TO DO. Recast the material below as a Markdown table with the columns Row and Line, starting at the line that contains "Target: eyeglasses" and ending at the end of the material. Number each line in Row and leave out any blank lines.
++++ MATERIAL FOR THIS EXERCISE
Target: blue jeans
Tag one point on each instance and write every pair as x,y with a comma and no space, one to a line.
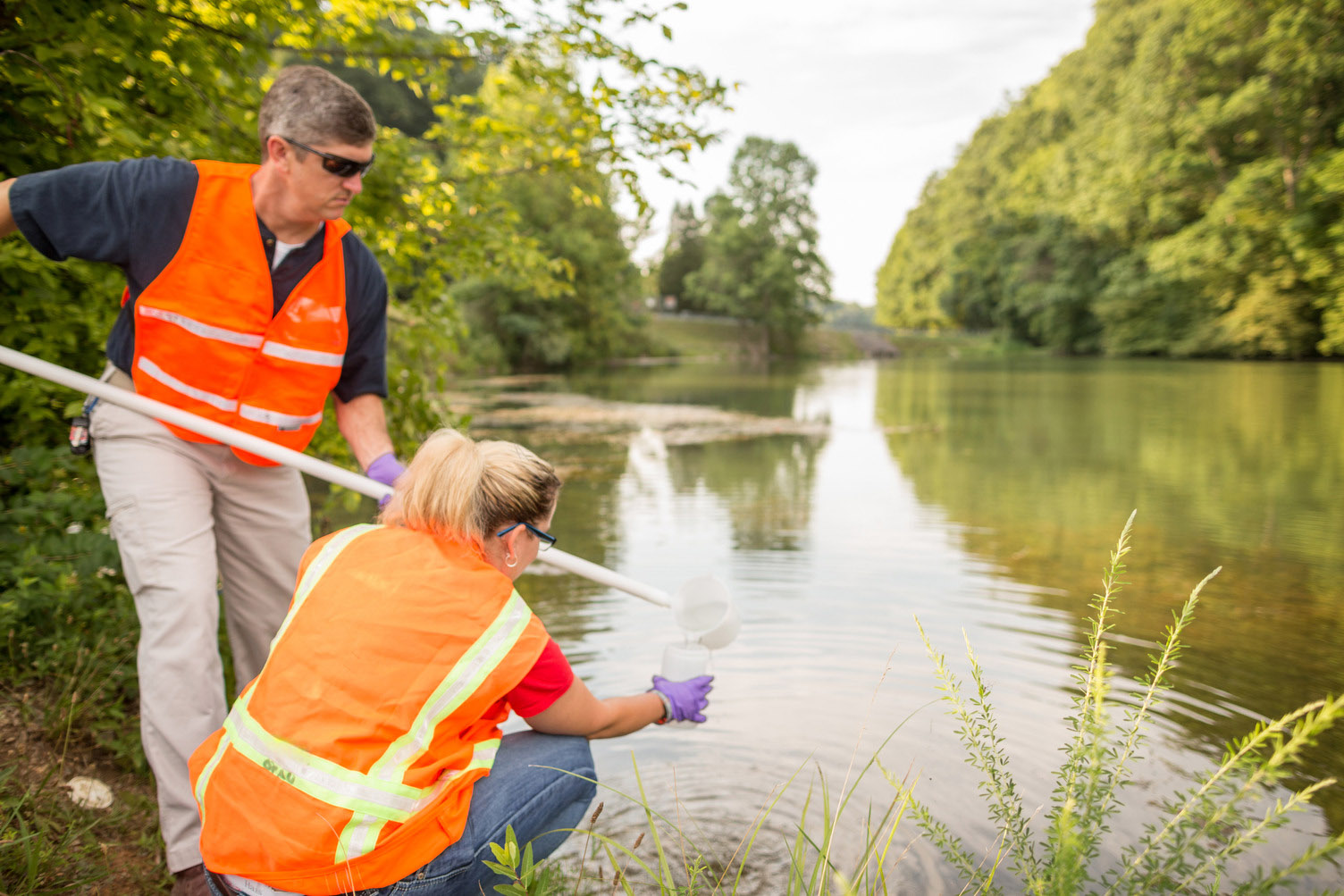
533,800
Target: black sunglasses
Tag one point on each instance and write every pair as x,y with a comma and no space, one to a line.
338,165
544,538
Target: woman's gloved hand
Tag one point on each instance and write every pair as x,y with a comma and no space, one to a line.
384,469
685,700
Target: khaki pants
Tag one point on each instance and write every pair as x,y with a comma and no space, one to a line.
186,517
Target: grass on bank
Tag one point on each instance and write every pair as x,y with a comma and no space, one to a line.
1055,850
67,698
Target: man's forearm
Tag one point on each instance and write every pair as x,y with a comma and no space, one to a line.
7,222
363,423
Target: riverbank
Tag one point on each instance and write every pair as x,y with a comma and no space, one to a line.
701,338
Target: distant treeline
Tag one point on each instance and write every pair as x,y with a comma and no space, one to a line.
1175,187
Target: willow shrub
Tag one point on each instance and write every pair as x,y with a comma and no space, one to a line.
1200,829
1189,848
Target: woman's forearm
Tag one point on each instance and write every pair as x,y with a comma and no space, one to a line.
629,714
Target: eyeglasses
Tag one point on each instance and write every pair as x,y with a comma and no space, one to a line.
++++++++
WRITTEN RESPONSE.
| Row | Line |
|---|---|
| 1 | Target: eyeglasses |
| 2 | Tag one point on each instance and write every pair as x,y with a comma and no space, one to a line. |